Espíritu es por tanto algo muy diferente de una persona humana. En el inicio del relato de la Creación, «la
Ruaj
» es el soplo impetuoso, la «tormenta» de Dios que se mueve sobre las aguas. Y, en el Nuevo Testamento, «el Pneuma» está contrapuesto a la «carne», a la realidad creada y pasajera, y es
la fuerza y el poder vivos que provienen de Dios
. El Espíritu es, pues, esa fuerza, ese poder invisible de Dios que actúa creando o también destruyendo, para dar vida o para llamar a juicio, que actúa tanto en la creación como en la historia, lo mismo en Israel que en las ulteriores comunidades cristianas. Esa fuerza puede acometer a los hombres —según la Escritura— violenta o silenciosamente, puede hacer caer en éxtasis a individuos o a grupos enteros, como en el cuadro del Greco. Ese Espíritu actúa sobre los grandes hombres y mujeres, sobre Moisés y los «jueces» de Israel, sobre guerreros, cantantes y reyes, sobre profetas y profetisas, y —como en nuestro cuadro— sobre apóstoles y discípulas. María, la madre de Jesús, que, vestida de rojo, se inclina sobre la joven María Magdalena, marca claramente el centro del cuadro.

Pero, ¿en qué sentido es ese espíritu el Espíritu
Santo
? El Espíritu es «santo» en cuanto que se distingue del espíritu no-santo del hombre y en cuanto que ha de ser considerado como Espíritu del único santo, de Dios. El Espíritu Santo es
Espíritu de Dios
. Tampoco en el Nuevo Testamento es el Espíritu Santo —como tantas veces en la historia de las religiones— un fluido mágico, una especie de sustancia misteriosa y supranatural, de naturaleza dinámica (un «algo» espiritual), ni tampoco un ser fantástico de tipo animista (espíritu o fantasma). En el Nuevo Testamento, el Espíritu Santo no es sino Dios mismo. Dios mismo, en tanto en cuanto se halla cerca de los hombres y del mundo, más aún, dentro de ellos, como la fuerza que aprehende pero no es aprehensible, como el poder que da vida, pero que también condena, como la gracia que se da ella misma pero de la que no se puede disponer.

# # # # #

# TAREAS PENDIENTES
1. Reproduce el texto sobre el Espíritu Santo desde "Pero, ¿en qué" hasta "se puede disponer.", ambos incluidos, y sustituye "fluido mágico" por "líquido encantado".
2. Según el texto sobre el Espíritu Santo, ¿a qué está contrapuesto «el Pneuma» en el Nuevo Testamento? Responde en una frase, por favor.

# # # # #

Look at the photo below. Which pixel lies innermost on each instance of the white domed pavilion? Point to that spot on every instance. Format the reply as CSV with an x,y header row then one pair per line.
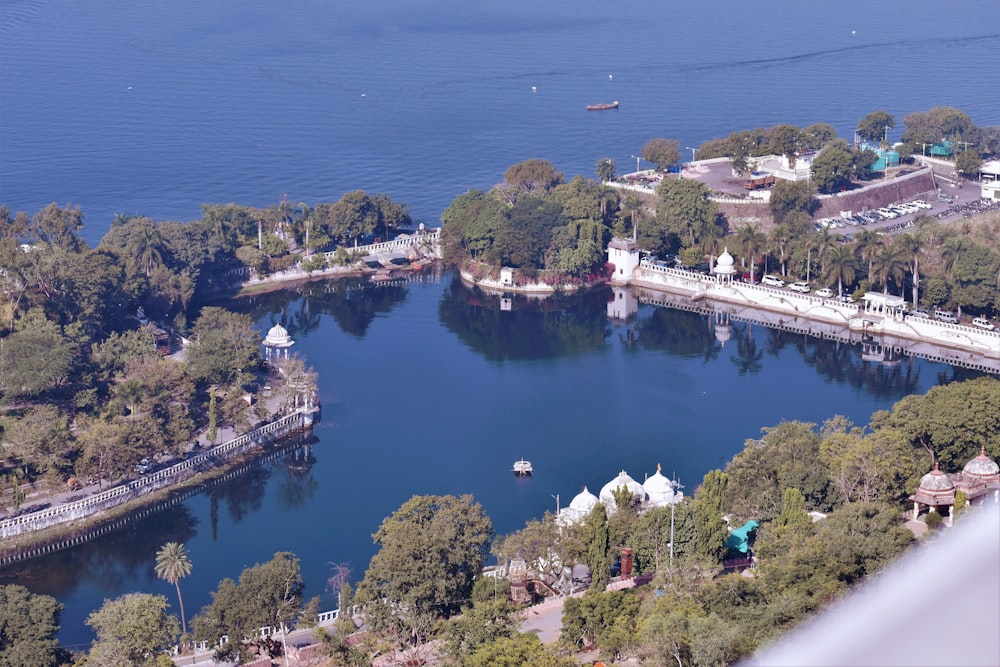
x,y
725,268
277,339
579,507
659,490
622,480
936,489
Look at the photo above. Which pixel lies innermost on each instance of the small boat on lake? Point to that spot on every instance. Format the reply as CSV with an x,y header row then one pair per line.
x,y
603,107
523,468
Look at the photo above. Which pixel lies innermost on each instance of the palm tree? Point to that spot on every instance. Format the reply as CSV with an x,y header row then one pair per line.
x,y
779,237
148,245
890,263
952,247
173,564
868,244
633,206
751,241
913,246
711,244
840,266
821,241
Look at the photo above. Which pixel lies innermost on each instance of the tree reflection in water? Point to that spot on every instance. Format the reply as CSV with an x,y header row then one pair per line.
x,y
105,561
353,303
561,325
297,483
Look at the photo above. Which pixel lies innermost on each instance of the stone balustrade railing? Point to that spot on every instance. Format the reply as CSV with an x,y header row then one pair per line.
x,y
117,495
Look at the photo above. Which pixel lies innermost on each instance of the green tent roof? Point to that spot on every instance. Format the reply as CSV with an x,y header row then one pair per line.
x,y
739,539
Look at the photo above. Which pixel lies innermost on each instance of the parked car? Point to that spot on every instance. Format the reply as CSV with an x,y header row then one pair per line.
x,y
800,286
945,316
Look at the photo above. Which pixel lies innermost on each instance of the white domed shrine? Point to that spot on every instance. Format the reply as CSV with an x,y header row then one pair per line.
x,y
622,480
936,490
983,467
277,339
979,476
660,490
579,507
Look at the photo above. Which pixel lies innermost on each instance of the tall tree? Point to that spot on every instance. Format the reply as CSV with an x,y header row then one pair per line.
x,y
430,551
605,170
785,140
839,266
662,152
890,263
684,208
708,512
267,595
28,627
148,245
58,227
833,168
598,544
172,565
751,241
790,199
132,630
227,347
912,246
874,127
533,175
868,245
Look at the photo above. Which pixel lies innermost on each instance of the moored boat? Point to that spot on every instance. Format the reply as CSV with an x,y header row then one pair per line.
x,y
602,107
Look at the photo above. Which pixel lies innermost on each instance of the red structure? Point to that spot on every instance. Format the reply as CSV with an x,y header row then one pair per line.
x,y
626,569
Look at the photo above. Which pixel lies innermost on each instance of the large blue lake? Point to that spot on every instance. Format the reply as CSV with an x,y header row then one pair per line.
x,y
428,387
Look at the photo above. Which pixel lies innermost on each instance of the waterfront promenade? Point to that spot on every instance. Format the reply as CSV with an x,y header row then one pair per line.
x,y
871,322
67,508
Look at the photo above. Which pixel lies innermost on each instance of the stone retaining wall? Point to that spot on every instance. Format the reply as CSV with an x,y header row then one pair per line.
x,y
132,489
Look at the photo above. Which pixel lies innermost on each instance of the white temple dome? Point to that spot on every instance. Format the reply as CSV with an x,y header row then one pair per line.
x,y
278,336
659,490
936,482
981,466
621,480
724,264
583,502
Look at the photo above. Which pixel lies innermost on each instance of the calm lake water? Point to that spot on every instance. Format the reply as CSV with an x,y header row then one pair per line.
x,y
428,387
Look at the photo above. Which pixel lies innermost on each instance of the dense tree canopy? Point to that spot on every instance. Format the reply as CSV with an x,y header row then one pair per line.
x,y
834,167
28,627
684,210
226,345
430,551
874,127
132,630
267,595
663,153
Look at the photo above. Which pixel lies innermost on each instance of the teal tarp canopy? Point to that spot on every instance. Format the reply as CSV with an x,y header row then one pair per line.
x,y
739,539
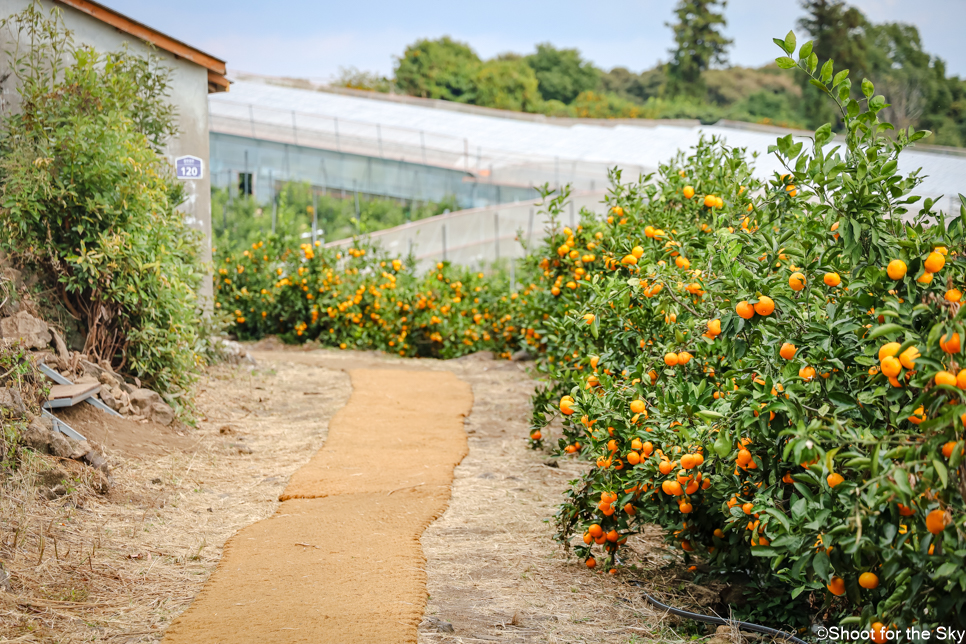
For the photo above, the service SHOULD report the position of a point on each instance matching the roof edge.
(139, 30)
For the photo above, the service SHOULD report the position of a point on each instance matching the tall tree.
(838, 32)
(442, 68)
(562, 74)
(699, 44)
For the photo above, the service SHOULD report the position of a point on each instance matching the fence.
(480, 236)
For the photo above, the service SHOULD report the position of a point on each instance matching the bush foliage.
(89, 204)
(768, 369)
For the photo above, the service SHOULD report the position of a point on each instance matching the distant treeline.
(697, 81)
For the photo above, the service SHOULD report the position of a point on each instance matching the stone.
(11, 402)
(101, 482)
(56, 492)
(62, 354)
(60, 445)
(25, 328)
(108, 398)
(241, 449)
(107, 380)
(37, 437)
(96, 460)
(160, 413)
(142, 399)
(78, 449)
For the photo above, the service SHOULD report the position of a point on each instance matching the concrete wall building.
(195, 74)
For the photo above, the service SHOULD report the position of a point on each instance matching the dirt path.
(340, 561)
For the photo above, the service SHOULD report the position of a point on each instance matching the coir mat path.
(340, 561)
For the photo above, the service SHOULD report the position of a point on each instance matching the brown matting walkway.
(340, 561)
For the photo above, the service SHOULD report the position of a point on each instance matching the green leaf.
(884, 329)
(826, 75)
(867, 88)
(941, 471)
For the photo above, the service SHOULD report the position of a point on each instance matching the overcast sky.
(311, 39)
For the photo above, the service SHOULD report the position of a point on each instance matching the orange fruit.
(908, 357)
(918, 415)
(936, 521)
(745, 310)
(765, 305)
(889, 349)
(950, 344)
(672, 487)
(836, 586)
(868, 580)
(896, 269)
(891, 367)
(934, 262)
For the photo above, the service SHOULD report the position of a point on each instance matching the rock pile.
(130, 400)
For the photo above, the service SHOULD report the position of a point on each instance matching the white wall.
(188, 92)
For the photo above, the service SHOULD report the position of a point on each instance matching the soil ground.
(128, 564)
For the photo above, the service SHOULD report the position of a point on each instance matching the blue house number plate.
(189, 167)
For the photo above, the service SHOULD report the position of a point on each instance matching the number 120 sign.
(189, 167)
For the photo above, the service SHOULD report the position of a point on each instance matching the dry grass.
(119, 568)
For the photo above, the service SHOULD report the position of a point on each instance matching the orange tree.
(770, 371)
(362, 298)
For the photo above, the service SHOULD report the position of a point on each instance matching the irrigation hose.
(710, 619)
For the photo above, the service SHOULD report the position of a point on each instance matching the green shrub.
(830, 473)
(89, 204)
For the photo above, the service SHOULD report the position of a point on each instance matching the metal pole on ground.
(315, 216)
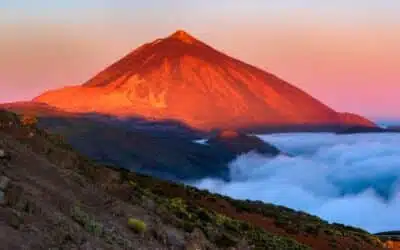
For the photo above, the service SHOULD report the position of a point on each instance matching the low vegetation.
(136, 225)
(225, 222)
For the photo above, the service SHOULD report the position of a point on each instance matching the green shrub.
(88, 222)
(137, 225)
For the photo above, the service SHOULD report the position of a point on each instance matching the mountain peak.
(183, 36)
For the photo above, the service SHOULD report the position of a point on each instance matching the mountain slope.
(59, 199)
(182, 78)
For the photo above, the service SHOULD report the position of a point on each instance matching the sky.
(345, 53)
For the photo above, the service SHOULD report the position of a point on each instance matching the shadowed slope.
(58, 199)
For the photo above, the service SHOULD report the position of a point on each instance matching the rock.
(4, 155)
(197, 241)
(4, 181)
(15, 220)
(2, 198)
(235, 143)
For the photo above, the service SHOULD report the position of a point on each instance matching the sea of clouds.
(349, 179)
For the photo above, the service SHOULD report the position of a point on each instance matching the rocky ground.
(53, 198)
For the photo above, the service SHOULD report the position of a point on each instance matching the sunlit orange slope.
(182, 78)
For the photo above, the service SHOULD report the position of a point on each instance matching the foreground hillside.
(57, 199)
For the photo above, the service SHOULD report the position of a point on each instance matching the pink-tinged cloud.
(351, 66)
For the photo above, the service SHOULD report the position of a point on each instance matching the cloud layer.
(350, 179)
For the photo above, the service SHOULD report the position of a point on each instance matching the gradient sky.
(345, 53)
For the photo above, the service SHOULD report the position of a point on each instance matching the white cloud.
(350, 179)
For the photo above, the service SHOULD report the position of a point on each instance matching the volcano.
(181, 78)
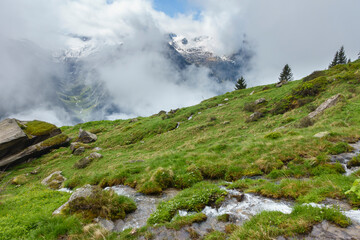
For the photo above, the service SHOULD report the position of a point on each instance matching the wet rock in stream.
(344, 158)
(145, 206)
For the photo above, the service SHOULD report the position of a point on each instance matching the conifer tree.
(240, 84)
(286, 74)
(342, 57)
(335, 60)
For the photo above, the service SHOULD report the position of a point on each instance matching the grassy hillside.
(219, 142)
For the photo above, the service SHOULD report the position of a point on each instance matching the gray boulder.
(12, 137)
(54, 180)
(86, 137)
(79, 151)
(33, 151)
(325, 105)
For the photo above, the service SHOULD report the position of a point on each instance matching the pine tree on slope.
(286, 74)
(240, 84)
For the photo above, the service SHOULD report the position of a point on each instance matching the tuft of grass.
(340, 147)
(269, 225)
(191, 199)
(179, 222)
(354, 162)
(273, 135)
(104, 204)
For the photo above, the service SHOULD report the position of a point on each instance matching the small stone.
(321, 134)
(86, 137)
(84, 192)
(79, 151)
(255, 116)
(259, 101)
(95, 155)
(239, 197)
(35, 171)
(107, 224)
(54, 180)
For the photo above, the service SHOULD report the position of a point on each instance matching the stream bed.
(239, 206)
(344, 158)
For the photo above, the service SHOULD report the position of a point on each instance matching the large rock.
(84, 192)
(325, 105)
(86, 137)
(31, 140)
(12, 137)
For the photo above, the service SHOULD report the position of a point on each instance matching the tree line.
(286, 74)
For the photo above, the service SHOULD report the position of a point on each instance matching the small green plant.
(191, 199)
(355, 189)
(273, 135)
(354, 162)
(223, 218)
(105, 204)
(340, 147)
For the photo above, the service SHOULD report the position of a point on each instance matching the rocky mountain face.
(77, 88)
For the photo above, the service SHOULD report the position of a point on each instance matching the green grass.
(191, 199)
(151, 155)
(269, 225)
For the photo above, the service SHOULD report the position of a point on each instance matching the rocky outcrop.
(12, 137)
(325, 105)
(31, 140)
(86, 137)
(259, 101)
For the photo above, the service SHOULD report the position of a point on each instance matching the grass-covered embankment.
(220, 141)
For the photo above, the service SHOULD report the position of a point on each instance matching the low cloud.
(137, 74)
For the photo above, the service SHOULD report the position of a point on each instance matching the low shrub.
(354, 162)
(273, 135)
(340, 147)
(104, 204)
(234, 173)
(190, 199)
(150, 188)
(305, 122)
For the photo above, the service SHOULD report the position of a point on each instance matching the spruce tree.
(286, 74)
(342, 57)
(335, 60)
(240, 84)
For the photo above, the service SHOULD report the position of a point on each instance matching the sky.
(302, 33)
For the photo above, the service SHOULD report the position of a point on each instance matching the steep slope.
(218, 139)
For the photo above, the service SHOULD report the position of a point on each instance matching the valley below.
(268, 162)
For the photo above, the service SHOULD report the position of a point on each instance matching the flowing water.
(344, 158)
(240, 208)
(145, 206)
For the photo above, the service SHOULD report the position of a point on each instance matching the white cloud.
(304, 34)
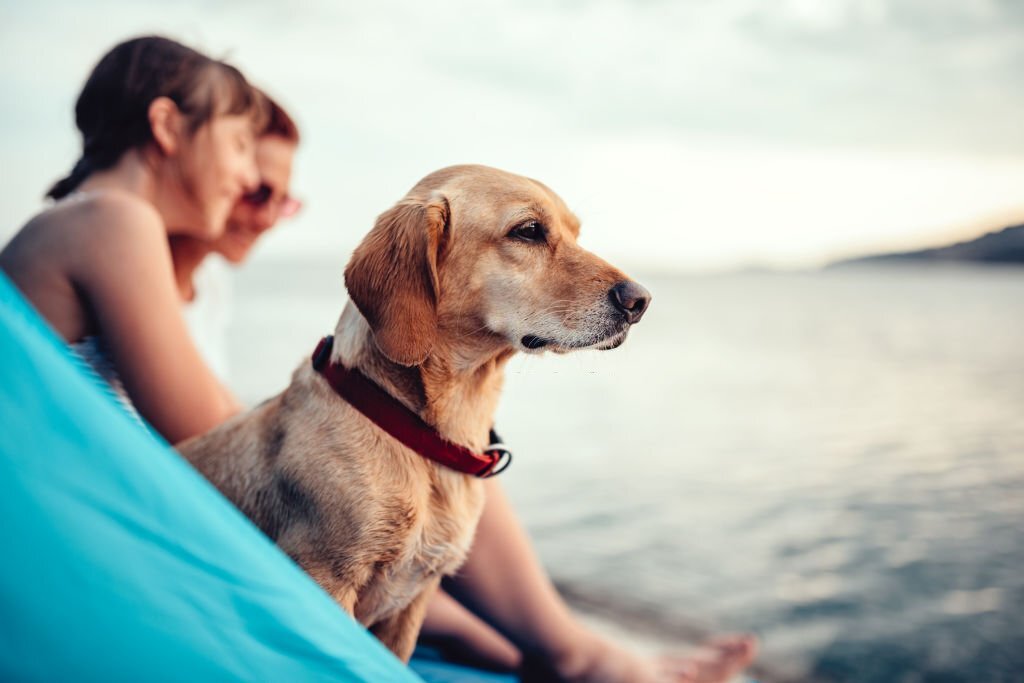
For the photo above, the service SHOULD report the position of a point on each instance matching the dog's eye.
(529, 231)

# # # # #

# RESULTADOS
1.
Pero, ¿en qué sentido es ese espíritu el Espíritu
Santo
? El Espíritu es «santo» en cuanto que se distingue del espíritu no-santo del hombre y en cuanto que ha de ser considerado como Espíritu del único santo, de Dios. El Espíritu Santo es
Espíritu de Dios
. Tampoco en el Nuevo Testamento es el Espíritu Santo —como tantas veces en la historia de las religiones— un líquido encantado, una especie de sustancia misteriosa y supranatural, de naturaleza dinámica (un «algo» espiritual), ni tampoco un ser fantástico de tipo animista (espíritu o fantasma). En el Nuevo Testamento, el Espíritu Santo no es sino Dios mismo. Dios mismo, en tanto en cuanto se halla cerca de los hombres y del mundo, más aún, dentro de ellos, como la fuerza que aprehende pero no es aprehensible, como el poder que da vida, pero que también condena, como la gracia que se da ella misma pero de la que no se puede disponer.

2. En el Nuevo Testamento, «el Pneuma» está contrapuesto a la «carne», a la realidad creada y pasajera.